EXTRACT TO READ:
☆ ☆ ☆ ☆
This Fucking Guy: Ezra Klein
Ezra Klein, The NY Times' token progressive once again licks his finger and reads the winds wrong.

I expected a lot of bad takes once I heard that Charlie Kirk was shot at a campus event. The right wing and MAGA crowd were gonna go nuts on anyone to the left of Genghis Khan, that's a given (and it happened on all sorts of social media).
And I expected Democratic leaders and electeds to mainly say trite things about how they abhor violence and that this has no place in America.[1]
Both of these did not disappoint. Hell, even I had some anodyne words to say:

Mostly that I felt sorry for his young family, and how nothing good would come of this.
But the next morning, I opened my NY Times feed to this homeless abortion of a title:

Alas, the resident NY Times' "token" progressive was going to beclown himself.[2] I briefly glanced at it on Thursday morning and quickly clicked away. It was chock full of platitudes, and a grudging acknowledgement that Kirk built his following and audience well.
Bollocks.
Klein starts with the litany of political violence, and how corrosive it is. Yeah, nothing edgy there. But what caused me to click away was this 'graph:
You can dislike much of what Kirk believed and the following statement is still true: Kirk was practicing politics in exactly the right way. He was showing up to campuses and talking with anyone who would talk to him. He was one of the era’s most effective practitioners of persuasion. When the left thought its hold on the hearts and minds of college students was nearly absolute, Kirk showed up again and again to break it. Slowly, then all at once, he did. College-age voters shifted sharply right in the 2024 election. (emphasis mine)
☆ ☆ ☆ ☆
(Records from a dataset)
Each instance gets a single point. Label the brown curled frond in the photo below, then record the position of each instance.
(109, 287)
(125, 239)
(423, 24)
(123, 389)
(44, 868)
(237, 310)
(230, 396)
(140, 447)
☆ ☆ ☆ ☆
TO DO:
1. Rewrite the paragraph of the Ezra Klein piece that begins "I expected a lot of bad takes" in a shorter form, keeping its main facts.
2. Answer these questions from the Ezra Klein piece:
(a) Where was Charlie Kirk when he was shot?
(b) Who did the writer say they felt sorry for?
(c) According to the quoted paragraph, which voters shifted sharply right in the 2024 election?
3. Pick up the Ezra Klein piece from the point where it stops, and keep writing it.

ANSWERS:
1. On hearing that Charlie Kirk had been shot at a campus event, the writer expected many bad takes. The writer took it as a given that the right wing and MAGA crowd would go after anyone even slightly to the left, and this happened across social media.

2.
(a) At a campus event.
(b) Kirk's young family.
(c) College-age voters.

3.
No, that was and is not true. Kirk was practicing politics as a bully, not quite gish-galloping, but his modus operandi was to get left leaning students in front of a crowd, to belittle them, and to stomp all over their statements, declaring victory. He used trite throwaway lines (like the one he loved to tout about how the 2nd amendment was worth the price of a few people dying by firearm violence), and parroting right wing narrative.
Klein then goes on:
I did not know Kirk, and I am not the right person to eulogize him. But I envied what he built. A taste for disagreement is a virtue in a democracy. Liberalism could use more of his moxie and fearlessness. In the inaugural episode of his podcast, Gov. Gavin Newsom of California hosted Kirk, admitting that his son was a huge fan. What a testament to Kirk’s project.
No, Newsom having Kirk on was not a testament to Kirk's project, it was a bad choice by Newsom who spent the time normalizing and saying Kirk had good ideas.
No, Kirk did not. It was this ill-fated desire by the Democratic consultant class to duplicate the right wing/MAGA influencer ecosystem without actually understanding how it works.
He then goes on to mumbling something about the sides in politics, and maintaining some semblance of viability. That is poppycock. Yes, there are sides. One side (the Democrats) play like it is a rule bound system with rational actions and responses. The other side rejects the rules, and goes straight for the political jugular. Alas, they seem to win too often.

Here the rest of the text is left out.